The best idea, say experts, when it comes to determining your whole food supplements requirements is to decide on the readily available foods that you can and will eat consistently, then fill in the gaps from there. A general list of the most highly recommended vegetables with regards to anti-aging and health benefits would include kale, chard, spinach, broccoli, Brussels sprouts, cauliflower, red and green peppers, garlic, onions, sweet potatoes, tomatoes, green peas, asparagus and carrots. At Rutgers University, New Jersey, nutritional and food science Professor Paul A. Lachance headed up a study, published in the Journal of The American College of Nutrition, to evaluate 29 popular fruit, and ranked them in descending order of value according to the benefits they confer. His top ten list read as follows: kiwi, papaya, cantaloupe, strawberry, mango, lemon, orange, red currant, mandarin orange and avocado. To be effective these foods must be eaten raw.
In terms of supplementing beyond this list, when it comes to picking the right whole food supplements for your purposes, you'll probably want to look for much the same things you might have looked for in artificial supplements in the past - compounds to promote joint health, brain health, immunity and so on, by the use of anti-oxidants like resveratrol, beta-carotene along with other amino acids and vitamins. The difference may not lie in the listed ingredients, but rather in the manner those ingredients were derived - from common (and some not-so-common) plants, vegetables, fruits, herbs and so on. This is how natural whole food supplements companies source their nutrients.
What Supplements Should You Take?
Whether you use vital nutrients as your barometer of what and how much to eat, or the guide in determining what wholefood supplements you need, determining their presence or lack thereof is probably the best way to evaluate a diet. Below are listed some of the vital nutrients most people should consider supplementing in their diets - the ones people are typically deficient in, and those that provide the most benefits. Included are the foods in which those nutrients can be found.
Anti-oxidant supplementation is, obviously, sought after for its promised effects of protection against disease, cellular breakdown, cancer and ultimately aging. In 2004, a study by the USDA revealed the best dietary sources of anti-oxidants. Published in the peer-reviewed publication of the American Chemical Society, the Journal of Agricultural and Food Chemistry, the study showed that foods like beans and artichokes take pride of place in the anti-oxidant-rich-food hierarchy. The study also demonstrated powerfully beneficial effects from pecan nuts, cinnamon and russet potatoes.
The B-Vitamins play a highly important role in cell metabolism. Once thought to be a single vitamin, these were later discovered to be a group of chemically distinct vitamins that frequently coexist in particular foods. Health supplements that contain the full roster of eight B-Vitamins are called Vitamin B Complex supplements. These vitamins help to maintain good muscle and skin tone, promoting cell growth, particularly of red blood cells, and thereby providing protection from anemia. They support and increase the rate of metabolism, meaning that they can also assist in maintaining a healthy weight. Notably, they decrease the risk of pancreatic cancer, but only when consumed as a whole food, not as a synthetic fractionated tablet. Most B-vitamins must be consumed daily, as any excess is speedily excreted in the urine. Good sources include potatoes, bananas, lentils, chile peppers, brewer's yeast, whole food supplements, molasses, tuna, animal livers and meat. Since the vitamin B12 cannot be produced by vegetable sources, deficiency in this nutrient is of particular concern for vegetarians, who need to get it by consuming supplements or fortified breakfast cereals to avoid possible ill consequences on health. For the more omnivorous amongst us, good sources are fish, meat, poultry and eggs.

__Dataset extract__:
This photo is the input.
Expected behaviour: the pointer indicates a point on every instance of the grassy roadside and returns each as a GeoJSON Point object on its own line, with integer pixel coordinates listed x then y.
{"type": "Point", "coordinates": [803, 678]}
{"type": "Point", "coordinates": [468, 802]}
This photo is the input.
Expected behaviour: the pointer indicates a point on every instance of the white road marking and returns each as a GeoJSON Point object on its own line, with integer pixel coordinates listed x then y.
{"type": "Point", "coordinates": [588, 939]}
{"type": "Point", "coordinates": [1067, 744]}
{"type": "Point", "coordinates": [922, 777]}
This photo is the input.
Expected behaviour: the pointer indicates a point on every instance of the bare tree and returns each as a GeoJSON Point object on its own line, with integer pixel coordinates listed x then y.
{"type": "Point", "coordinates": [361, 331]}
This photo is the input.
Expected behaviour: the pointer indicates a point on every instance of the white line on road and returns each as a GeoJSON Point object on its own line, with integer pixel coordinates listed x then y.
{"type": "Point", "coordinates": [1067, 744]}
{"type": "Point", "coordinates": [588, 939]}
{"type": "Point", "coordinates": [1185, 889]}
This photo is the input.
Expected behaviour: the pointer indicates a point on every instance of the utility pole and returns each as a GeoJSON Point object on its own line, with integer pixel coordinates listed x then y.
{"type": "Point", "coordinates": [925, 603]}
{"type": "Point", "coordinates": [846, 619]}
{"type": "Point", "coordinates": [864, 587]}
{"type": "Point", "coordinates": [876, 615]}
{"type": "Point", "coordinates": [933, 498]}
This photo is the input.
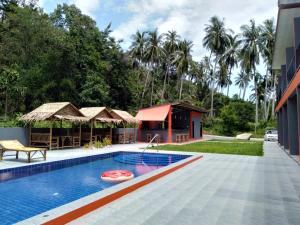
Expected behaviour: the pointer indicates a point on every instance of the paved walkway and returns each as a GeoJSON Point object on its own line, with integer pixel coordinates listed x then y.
{"type": "Point", "coordinates": [219, 189]}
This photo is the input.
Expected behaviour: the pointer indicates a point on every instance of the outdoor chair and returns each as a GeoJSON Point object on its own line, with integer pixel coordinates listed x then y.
{"type": "Point", "coordinates": [15, 145]}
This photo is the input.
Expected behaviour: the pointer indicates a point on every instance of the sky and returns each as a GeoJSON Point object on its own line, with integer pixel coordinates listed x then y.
{"type": "Point", "coordinates": [187, 17]}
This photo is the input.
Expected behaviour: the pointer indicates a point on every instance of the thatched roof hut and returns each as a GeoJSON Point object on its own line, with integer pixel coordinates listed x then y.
{"type": "Point", "coordinates": [124, 116]}
{"type": "Point", "coordinates": [100, 114]}
{"type": "Point", "coordinates": [55, 111]}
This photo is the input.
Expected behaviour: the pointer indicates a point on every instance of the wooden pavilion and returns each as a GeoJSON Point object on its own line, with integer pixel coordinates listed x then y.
{"type": "Point", "coordinates": [53, 112]}
{"type": "Point", "coordinates": [98, 115]}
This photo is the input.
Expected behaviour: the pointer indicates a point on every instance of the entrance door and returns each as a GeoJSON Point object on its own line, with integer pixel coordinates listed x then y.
{"type": "Point", "coordinates": [200, 129]}
{"type": "Point", "coordinates": [193, 129]}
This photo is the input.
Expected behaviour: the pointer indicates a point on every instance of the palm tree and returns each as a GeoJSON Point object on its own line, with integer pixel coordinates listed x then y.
{"type": "Point", "coordinates": [267, 43]}
{"type": "Point", "coordinates": [242, 81]}
{"type": "Point", "coordinates": [183, 60]}
{"type": "Point", "coordinates": [137, 48]}
{"type": "Point", "coordinates": [230, 56]}
{"type": "Point", "coordinates": [171, 45]}
{"type": "Point", "coordinates": [154, 54]}
{"type": "Point", "coordinates": [222, 75]}
{"type": "Point", "coordinates": [215, 40]}
{"type": "Point", "coordinates": [137, 52]}
{"type": "Point", "coordinates": [250, 55]}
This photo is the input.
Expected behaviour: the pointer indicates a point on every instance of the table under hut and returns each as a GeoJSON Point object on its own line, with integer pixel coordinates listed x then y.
{"type": "Point", "coordinates": [96, 116]}
{"type": "Point", "coordinates": [127, 131]}
{"type": "Point", "coordinates": [51, 133]}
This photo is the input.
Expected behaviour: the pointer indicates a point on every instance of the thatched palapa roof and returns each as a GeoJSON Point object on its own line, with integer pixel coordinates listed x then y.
{"type": "Point", "coordinates": [55, 111]}
{"type": "Point", "coordinates": [125, 116]}
{"type": "Point", "coordinates": [100, 114]}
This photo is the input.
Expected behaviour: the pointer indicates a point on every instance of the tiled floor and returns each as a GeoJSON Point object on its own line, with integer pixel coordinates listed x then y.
{"type": "Point", "coordinates": [11, 161]}
{"type": "Point", "coordinates": [220, 189]}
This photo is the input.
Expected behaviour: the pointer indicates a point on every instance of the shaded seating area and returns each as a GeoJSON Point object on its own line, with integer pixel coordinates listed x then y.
{"type": "Point", "coordinates": [98, 115]}
{"type": "Point", "coordinates": [60, 125]}
{"type": "Point", "coordinates": [16, 146]}
{"type": "Point", "coordinates": [53, 138]}
{"type": "Point", "coordinates": [169, 123]}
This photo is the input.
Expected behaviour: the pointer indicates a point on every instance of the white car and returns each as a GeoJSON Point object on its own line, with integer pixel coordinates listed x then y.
{"type": "Point", "coordinates": [271, 135]}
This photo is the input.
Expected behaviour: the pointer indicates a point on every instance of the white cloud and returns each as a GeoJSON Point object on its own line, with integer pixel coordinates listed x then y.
{"type": "Point", "coordinates": [88, 7]}
{"type": "Point", "coordinates": [188, 17]}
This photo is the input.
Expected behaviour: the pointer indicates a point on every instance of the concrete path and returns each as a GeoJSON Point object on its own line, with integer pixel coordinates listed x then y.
{"type": "Point", "coordinates": [9, 160]}
{"type": "Point", "coordinates": [219, 189]}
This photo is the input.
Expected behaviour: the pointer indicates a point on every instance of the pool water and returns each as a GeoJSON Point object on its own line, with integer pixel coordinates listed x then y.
{"type": "Point", "coordinates": [26, 193]}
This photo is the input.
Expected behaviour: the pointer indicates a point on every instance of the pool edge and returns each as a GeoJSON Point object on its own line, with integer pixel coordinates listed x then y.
{"type": "Point", "coordinates": [85, 209]}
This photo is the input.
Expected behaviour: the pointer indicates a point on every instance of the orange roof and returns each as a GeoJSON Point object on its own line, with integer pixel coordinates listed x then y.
{"type": "Point", "coordinates": [156, 113]}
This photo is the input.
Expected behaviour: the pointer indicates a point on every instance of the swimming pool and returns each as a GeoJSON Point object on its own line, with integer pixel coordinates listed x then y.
{"type": "Point", "coordinates": [30, 190]}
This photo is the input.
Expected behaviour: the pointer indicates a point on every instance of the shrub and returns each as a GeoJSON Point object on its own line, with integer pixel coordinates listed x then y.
{"type": "Point", "coordinates": [106, 141]}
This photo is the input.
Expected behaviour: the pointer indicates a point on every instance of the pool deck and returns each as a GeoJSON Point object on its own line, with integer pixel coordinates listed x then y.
{"type": "Point", "coordinates": [54, 155]}
{"type": "Point", "coordinates": [218, 189]}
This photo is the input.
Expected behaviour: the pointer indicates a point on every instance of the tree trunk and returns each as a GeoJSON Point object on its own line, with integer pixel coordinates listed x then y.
{"type": "Point", "coordinates": [228, 84]}
{"type": "Point", "coordinates": [265, 97]}
{"type": "Point", "coordinates": [151, 97]}
{"type": "Point", "coordinates": [212, 91]}
{"type": "Point", "coordinates": [6, 105]}
{"type": "Point", "coordinates": [144, 90]}
{"type": "Point", "coordinates": [256, 104]}
{"type": "Point", "coordinates": [274, 96]}
{"type": "Point", "coordinates": [212, 101]}
{"type": "Point", "coordinates": [181, 85]}
{"type": "Point", "coordinates": [245, 89]}
{"type": "Point", "coordinates": [165, 80]}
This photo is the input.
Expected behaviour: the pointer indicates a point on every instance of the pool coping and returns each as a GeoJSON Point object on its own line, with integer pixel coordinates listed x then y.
{"type": "Point", "coordinates": [80, 207]}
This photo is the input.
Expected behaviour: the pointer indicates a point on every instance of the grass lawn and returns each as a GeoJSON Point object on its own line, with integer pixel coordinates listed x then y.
{"type": "Point", "coordinates": [224, 147]}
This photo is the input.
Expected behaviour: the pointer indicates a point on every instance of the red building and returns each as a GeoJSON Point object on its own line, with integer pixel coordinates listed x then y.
{"type": "Point", "coordinates": [173, 122]}
{"type": "Point", "coordinates": [286, 63]}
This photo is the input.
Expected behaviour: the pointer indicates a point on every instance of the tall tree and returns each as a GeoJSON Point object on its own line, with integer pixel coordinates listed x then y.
{"type": "Point", "coordinates": [170, 46]}
{"type": "Point", "coordinates": [137, 52]}
{"type": "Point", "coordinates": [154, 54]}
{"type": "Point", "coordinates": [215, 40]}
{"type": "Point", "coordinates": [267, 43]}
{"type": "Point", "coordinates": [250, 55]}
{"type": "Point", "coordinates": [242, 81]}
{"type": "Point", "coordinates": [230, 56]}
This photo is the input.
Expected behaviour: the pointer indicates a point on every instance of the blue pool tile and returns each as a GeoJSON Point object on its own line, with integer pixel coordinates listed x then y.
{"type": "Point", "coordinates": [30, 190]}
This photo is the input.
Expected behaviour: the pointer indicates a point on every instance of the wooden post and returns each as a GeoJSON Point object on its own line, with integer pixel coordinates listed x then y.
{"type": "Point", "coordinates": [91, 137]}
{"type": "Point", "coordinates": [170, 126]}
{"type": "Point", "coordinates": [110, 131]}
{"type": "Point", "coordinates": [124, 133]}
{"type": "Point", "coordinates": [50, 143]}
{"type": "Point", "coordinates": [29, 134]}
{"type": "Point", "coordinates": [79, 134]}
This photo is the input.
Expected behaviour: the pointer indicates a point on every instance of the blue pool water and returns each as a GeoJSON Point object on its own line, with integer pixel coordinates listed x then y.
{"type": "Point", "coordinates": [31, 190]}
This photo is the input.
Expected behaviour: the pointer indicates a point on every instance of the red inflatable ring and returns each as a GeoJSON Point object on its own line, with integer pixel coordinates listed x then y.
{"type": "Point", "coordinates": [117, 175]}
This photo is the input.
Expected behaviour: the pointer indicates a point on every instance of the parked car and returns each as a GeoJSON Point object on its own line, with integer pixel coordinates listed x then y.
{"type": "Point", "coordinates": [271, 135]}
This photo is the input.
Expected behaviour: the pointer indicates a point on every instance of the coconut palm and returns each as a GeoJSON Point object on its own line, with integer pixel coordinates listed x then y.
{"type": "Point", "coordinates": [216, 40]}
{"type": "Point", "coordinates": [267, 43]}
{"type": "Point", "coordinates": [182, 60]}
{"type": "Point", "coordinates": [242, 81]}
{"type": "Point", "coordinates": [250, 55]}
{"type": "Point", "coordinates": [137, 52]}
{"type": "Point", "coordinates": [171, 45]}
{"type": "Point", "coordinates": [137, 48]}
{"type": "Point", "coordinates": [154, 54]}
{"type": "Point", "coordinates": [230, 56]}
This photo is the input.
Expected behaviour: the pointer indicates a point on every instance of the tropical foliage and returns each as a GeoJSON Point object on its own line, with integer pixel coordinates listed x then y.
{"type": "Point", "coordinates": [63, 56]}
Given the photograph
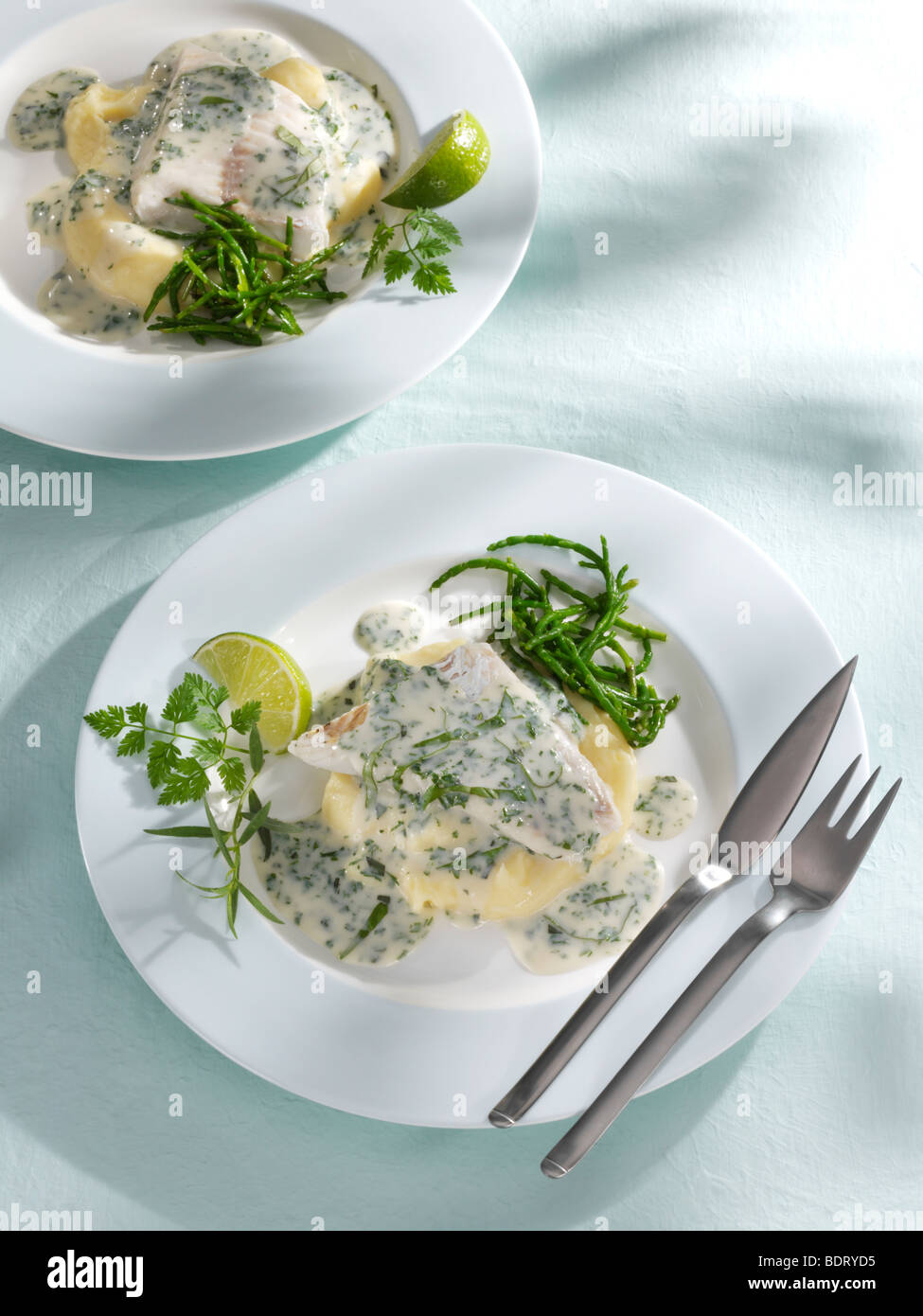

__Goal of the exercise__:
Answer these from the text on whole food supplements.
(a) Which fruit ranks first on Professor Paul A. Lachance's top ten list?
(b) In what year did the USDA study on the best dietary sources of anti-oxidants appear?
(c) How many B-Vitamins does a Vitamin B Complex supplement contain?

__Worked solution__:
(a) Kiwi.
(b) 2004.
(c) Eight.